• _THE PROBLEM_:
The records that follow must be repeated exactly, line by line.

• _DATASET RECORDS_:
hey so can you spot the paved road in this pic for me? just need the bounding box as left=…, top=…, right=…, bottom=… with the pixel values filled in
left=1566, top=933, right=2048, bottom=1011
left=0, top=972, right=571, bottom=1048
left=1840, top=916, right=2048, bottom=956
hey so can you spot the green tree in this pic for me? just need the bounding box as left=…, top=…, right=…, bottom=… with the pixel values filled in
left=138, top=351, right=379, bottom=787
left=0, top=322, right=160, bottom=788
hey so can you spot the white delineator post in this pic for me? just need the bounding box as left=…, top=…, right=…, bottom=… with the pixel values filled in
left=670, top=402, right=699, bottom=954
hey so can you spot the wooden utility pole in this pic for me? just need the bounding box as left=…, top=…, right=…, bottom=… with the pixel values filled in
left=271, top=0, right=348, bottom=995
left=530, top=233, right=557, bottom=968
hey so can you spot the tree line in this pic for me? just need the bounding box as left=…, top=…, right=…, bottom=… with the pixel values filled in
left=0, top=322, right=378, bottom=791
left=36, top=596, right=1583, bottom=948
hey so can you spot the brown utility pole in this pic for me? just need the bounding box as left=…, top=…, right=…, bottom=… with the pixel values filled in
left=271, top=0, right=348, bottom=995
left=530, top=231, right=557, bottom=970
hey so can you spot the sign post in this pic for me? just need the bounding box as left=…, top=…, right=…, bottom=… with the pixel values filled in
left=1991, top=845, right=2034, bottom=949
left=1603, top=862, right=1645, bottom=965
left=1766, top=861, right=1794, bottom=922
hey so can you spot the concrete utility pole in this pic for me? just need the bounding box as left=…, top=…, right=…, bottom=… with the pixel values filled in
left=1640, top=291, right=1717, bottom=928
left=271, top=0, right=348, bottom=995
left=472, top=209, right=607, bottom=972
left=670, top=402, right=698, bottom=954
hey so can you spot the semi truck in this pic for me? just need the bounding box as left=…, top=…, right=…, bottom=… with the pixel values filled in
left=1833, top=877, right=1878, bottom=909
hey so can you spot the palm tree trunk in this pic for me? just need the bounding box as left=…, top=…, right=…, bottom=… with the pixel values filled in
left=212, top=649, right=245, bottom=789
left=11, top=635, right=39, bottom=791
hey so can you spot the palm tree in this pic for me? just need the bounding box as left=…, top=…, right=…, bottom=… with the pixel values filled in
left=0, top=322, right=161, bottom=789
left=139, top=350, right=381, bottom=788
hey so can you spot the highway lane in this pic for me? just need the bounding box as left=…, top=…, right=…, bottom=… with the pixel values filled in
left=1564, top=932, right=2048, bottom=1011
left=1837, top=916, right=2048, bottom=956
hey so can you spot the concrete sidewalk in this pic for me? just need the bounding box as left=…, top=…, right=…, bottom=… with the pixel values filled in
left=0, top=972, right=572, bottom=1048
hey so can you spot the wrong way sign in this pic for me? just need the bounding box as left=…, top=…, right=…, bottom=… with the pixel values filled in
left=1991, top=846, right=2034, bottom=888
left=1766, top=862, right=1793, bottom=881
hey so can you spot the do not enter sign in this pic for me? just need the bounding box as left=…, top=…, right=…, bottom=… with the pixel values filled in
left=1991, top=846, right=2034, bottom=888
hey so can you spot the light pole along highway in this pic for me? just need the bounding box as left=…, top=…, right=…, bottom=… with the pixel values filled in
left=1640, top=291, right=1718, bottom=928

• _TASK SOLUTION_:
hey so can you spot the paved road in this pic for me? just need the bounding box as left=…, top=…, right=…, bottom=… with the pixel values filled in
left=1566, top=933, right=2048, bottom=1011
left=0, top=972, right=571, bottom=1048
left=1840, top=916, right=2048, bottom=956
hey so can you spot the green tree in this pic for me? just need the bounding box as left=…, top=…, right=…, bottom=… with the pixel values filled in
left=138, top=351, right=379, bottom=787
left=0, top=322, right=160, bottom=788
hey so can you spot the white delineator post in this pic for me? just need the bounding box as left=…, top=…, right=…, bottom=… with the pixel values filled in
left=670, top=402, right=699, bottom=954
hey so can you spot the wooden utility pole in this pic for me? just need the bounding box as left=…, top=…, right=…, bottom=… with the pixel values filled in
left=271, top=0, right=348, bottom=995
left=530, top=233, right=557, bottom=968
hey so can you spot the tree line in this pic for me? just need the bounding box as left=…, top=…, right=…, bottom=… with the pixel values filled in
left=0, top=322, right=378, bottom=791
left=36, top=596, right=1583, bottom=948
hey so can you spot the brown utility pole in this pic for me? just need the bounding box as left=…, top=…, right=…, bottom=… with the pixel values filled in
left=271, top=0, right=348, bottom=995
left=530, top=231, right=557, bottom=970
hey so can you spot the sign post in this pic for me? just need the bounding box as left=…, top=…, right=…, bottom=… with the pixel values filled in
left=1991, top=845, right=2034, bottom=949
left=1603, top=862, right=1645, bottom=965
left=1766, top=861, right=1794, bottom=922
hey so can you spot the concrete utility pole in this pic for me? just need the bounding box as left=…, top=…, right=…, bottom=… with the pixel values filled in
left=1640, top=291, right=1717, bottom=928
left=271, top=0, right=348, bottom=995
left=472, top=209, right=607, bottom=972
left=670, top=402, right=698, bottom=954
hey so can you spot the semi truck in this pic for me? just need the bounding box as left=…, top=…, right=…, bottom=… with the pixel values filled in
left=1833, top=877, right=1878, bottom=909
hey so can you spot the palm tree trunk in this pic for me? just need the bounding box as left=…, top=…, right=…, bottom=… with the pixel values filled in
left=212, top=649, right=245, bottom=789
left=11, top=635, right=39, bottom=791
hey so can you spot the palm tree in this pic for me? just need the bounding box as left=…, top=…, right=…, bottom=… with the pixel values filled in
left=0, top=322, right=161, bottom=789
left=139, top=350, right=381, bottom=788
hey so can you spot the highway lane in this pic for me? just need the bounding box as left=…, top=…, right=…, bottom=… with the pixel values filled in
left=1564, top=932, right=2048, bottom=1011
left=1837, top=916, right=2048, bottom=956
hey so can you spot the concrete sidewalk in this pic for me? just need the bounding box as left=…, top=…, right=…, bottom=… with the pixel values filled in
left=0, top=972, right=572, bottom=1048
hey so can you spot the wrong way sign in this pic for me? just need the bounding box as left=…, top=…, right=…, bottom=… with the pixel values filled in
left=1991, top=846, right=2034, bottom=888
left=1766, top=862, right=1793, bottom=881
hey so can you spot the do not enter sign in this pic for me? just need the bounding box as left=…, top=…, right=…, bottom=… with the pixel values filled in
left=1991, top=846, right=2034, bottom=888
hey so can you spot the light pole along highway in this pic for me? just need the bounding box as left=…, top=…, right=…, bottom=… with the pixel values filled in
left=1640, top=291, right=1718, bottom=928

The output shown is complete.